## WORK TO COMPLETE
How many lines in the rows below contain the string "tree", with case counting? Reply with the number alone.
Begin RECORDS
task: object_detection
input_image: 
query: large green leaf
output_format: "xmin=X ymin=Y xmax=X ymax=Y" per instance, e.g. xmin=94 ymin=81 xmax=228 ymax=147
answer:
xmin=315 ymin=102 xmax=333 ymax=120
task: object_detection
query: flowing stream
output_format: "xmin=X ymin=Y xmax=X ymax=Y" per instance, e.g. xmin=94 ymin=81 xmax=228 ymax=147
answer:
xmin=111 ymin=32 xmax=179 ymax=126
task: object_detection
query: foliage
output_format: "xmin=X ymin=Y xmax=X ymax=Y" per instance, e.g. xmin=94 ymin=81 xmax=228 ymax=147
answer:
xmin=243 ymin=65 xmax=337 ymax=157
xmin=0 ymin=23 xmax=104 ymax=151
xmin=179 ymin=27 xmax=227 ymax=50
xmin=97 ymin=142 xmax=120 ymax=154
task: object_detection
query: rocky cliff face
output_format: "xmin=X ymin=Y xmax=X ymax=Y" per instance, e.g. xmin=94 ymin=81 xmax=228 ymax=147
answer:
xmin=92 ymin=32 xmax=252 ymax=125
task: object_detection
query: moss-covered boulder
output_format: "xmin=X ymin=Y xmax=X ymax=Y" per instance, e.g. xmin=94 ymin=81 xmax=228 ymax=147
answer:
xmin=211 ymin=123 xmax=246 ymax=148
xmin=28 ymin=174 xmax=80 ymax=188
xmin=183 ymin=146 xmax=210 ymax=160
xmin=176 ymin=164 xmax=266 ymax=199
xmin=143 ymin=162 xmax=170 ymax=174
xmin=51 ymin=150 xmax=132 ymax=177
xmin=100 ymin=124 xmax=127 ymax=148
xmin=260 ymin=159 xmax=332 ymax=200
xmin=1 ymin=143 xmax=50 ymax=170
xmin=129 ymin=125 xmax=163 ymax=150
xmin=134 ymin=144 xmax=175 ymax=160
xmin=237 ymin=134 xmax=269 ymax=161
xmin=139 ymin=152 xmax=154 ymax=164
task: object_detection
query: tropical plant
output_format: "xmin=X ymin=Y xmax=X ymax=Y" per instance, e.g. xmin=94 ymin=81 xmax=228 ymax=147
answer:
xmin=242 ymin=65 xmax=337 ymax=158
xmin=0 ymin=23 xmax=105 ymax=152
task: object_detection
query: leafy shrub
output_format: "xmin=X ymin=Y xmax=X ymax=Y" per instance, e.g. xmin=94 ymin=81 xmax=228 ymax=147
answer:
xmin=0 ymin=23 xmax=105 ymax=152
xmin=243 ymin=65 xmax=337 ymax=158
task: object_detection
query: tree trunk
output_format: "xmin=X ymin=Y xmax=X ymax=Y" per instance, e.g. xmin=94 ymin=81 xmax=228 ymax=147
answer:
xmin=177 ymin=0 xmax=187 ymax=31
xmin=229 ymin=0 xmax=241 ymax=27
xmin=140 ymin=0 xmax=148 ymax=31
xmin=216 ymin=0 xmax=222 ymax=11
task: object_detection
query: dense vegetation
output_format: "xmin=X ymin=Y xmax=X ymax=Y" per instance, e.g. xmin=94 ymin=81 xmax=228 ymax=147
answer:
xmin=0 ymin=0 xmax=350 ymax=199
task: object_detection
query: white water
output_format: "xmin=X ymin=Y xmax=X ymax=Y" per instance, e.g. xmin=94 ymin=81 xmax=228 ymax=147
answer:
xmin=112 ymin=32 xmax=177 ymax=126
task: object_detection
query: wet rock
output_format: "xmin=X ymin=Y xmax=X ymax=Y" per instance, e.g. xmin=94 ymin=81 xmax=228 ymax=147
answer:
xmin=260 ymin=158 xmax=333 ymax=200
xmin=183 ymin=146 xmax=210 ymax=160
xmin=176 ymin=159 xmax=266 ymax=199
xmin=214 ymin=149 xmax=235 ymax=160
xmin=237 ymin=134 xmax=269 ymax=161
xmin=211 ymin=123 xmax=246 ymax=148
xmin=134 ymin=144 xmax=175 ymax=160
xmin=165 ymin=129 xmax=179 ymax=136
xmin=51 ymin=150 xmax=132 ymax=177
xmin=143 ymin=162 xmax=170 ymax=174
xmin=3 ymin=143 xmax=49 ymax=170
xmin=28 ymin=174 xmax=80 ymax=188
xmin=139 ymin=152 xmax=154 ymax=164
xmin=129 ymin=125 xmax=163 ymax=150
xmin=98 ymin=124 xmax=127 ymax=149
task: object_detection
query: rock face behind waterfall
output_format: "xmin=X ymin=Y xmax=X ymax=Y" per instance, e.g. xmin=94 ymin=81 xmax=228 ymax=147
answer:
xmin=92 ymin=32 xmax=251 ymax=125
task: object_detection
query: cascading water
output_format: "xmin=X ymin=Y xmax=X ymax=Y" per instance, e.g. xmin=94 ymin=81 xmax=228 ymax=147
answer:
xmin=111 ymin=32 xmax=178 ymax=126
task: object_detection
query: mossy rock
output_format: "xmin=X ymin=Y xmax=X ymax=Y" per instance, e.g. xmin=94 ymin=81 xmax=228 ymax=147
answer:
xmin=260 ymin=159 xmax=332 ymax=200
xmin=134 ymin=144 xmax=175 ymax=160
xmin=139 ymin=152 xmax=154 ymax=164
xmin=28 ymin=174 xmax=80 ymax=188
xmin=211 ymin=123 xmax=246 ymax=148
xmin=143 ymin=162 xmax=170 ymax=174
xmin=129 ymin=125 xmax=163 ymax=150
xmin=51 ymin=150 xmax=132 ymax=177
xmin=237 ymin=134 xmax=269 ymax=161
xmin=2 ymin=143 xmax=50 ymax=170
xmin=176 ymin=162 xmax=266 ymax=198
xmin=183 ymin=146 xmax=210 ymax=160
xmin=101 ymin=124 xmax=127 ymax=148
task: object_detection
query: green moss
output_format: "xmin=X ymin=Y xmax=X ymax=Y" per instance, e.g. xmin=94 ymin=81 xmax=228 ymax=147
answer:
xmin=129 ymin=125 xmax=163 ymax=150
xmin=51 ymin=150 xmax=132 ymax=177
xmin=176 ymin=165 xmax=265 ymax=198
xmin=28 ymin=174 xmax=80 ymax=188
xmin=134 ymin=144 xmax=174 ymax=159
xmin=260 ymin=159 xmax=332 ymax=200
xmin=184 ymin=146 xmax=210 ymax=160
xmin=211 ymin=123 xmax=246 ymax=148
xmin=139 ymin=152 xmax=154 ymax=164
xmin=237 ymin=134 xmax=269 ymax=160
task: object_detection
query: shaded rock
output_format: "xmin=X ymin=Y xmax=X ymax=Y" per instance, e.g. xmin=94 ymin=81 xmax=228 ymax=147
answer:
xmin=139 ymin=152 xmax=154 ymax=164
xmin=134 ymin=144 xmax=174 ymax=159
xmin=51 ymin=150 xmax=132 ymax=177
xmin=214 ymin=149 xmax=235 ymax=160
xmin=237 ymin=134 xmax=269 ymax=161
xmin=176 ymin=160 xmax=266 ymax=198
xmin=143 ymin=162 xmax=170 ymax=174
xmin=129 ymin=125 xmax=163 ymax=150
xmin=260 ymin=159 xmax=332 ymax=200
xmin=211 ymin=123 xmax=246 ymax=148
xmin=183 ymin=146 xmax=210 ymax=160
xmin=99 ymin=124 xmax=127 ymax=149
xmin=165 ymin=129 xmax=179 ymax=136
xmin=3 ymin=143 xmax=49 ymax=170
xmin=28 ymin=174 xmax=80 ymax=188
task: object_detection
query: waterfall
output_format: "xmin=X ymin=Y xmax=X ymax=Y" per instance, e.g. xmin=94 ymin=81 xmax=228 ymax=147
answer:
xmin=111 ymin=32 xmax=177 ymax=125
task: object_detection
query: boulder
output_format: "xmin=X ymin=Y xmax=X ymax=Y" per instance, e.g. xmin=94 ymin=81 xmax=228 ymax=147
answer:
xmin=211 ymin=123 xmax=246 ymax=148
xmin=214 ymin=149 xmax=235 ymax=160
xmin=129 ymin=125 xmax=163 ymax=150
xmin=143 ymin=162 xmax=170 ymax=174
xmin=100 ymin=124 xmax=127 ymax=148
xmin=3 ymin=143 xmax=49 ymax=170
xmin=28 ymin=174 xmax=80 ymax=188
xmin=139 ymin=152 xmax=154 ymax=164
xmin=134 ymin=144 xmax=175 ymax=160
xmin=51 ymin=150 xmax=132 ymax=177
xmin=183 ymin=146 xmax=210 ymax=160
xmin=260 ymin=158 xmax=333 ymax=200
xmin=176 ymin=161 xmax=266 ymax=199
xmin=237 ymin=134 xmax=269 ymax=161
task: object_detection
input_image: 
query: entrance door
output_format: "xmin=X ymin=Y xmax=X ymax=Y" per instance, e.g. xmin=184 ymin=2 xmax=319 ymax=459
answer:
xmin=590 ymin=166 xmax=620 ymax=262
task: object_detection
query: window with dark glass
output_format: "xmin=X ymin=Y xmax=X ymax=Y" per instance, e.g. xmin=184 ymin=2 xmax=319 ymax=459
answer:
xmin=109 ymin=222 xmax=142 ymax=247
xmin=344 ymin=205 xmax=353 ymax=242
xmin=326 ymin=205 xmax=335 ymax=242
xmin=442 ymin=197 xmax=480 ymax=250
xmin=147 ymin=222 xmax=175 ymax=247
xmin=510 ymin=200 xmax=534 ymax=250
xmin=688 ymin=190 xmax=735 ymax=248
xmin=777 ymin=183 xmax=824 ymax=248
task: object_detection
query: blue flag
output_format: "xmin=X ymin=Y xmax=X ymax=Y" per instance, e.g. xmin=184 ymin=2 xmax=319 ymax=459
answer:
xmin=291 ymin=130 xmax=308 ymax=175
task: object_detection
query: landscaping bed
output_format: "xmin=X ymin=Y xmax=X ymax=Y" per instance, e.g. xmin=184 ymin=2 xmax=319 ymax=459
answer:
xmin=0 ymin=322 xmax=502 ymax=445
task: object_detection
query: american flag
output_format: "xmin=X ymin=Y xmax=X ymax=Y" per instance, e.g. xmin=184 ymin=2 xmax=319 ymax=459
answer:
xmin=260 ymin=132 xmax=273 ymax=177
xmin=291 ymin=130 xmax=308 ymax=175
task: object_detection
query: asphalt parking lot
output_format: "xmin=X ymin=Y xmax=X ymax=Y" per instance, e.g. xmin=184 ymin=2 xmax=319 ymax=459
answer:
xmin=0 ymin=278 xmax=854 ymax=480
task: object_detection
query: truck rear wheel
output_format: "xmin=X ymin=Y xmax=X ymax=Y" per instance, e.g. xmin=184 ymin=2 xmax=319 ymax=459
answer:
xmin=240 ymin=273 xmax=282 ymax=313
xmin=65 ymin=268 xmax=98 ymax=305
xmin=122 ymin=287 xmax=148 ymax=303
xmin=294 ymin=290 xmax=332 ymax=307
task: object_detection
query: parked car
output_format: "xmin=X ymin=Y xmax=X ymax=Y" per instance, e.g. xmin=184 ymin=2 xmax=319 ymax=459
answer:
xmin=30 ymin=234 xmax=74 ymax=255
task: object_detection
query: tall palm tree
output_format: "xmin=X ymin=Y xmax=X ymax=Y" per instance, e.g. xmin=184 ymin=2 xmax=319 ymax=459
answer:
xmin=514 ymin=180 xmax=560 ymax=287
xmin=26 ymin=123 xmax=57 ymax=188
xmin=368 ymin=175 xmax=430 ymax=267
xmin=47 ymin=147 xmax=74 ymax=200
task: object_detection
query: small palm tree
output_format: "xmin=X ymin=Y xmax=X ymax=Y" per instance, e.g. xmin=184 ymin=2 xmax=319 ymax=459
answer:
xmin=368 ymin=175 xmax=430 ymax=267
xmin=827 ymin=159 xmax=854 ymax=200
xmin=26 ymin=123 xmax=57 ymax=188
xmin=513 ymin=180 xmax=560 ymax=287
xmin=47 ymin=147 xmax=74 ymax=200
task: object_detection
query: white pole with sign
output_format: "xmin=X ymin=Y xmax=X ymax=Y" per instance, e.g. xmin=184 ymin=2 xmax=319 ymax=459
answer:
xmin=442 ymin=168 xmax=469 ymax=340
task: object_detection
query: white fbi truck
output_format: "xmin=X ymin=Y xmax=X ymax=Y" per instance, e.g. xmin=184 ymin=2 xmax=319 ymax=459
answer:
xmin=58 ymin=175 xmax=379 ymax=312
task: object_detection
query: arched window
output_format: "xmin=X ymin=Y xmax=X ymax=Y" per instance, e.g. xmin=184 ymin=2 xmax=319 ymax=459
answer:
End RECORDS
## RESULT FOR THIS EXERCISE
3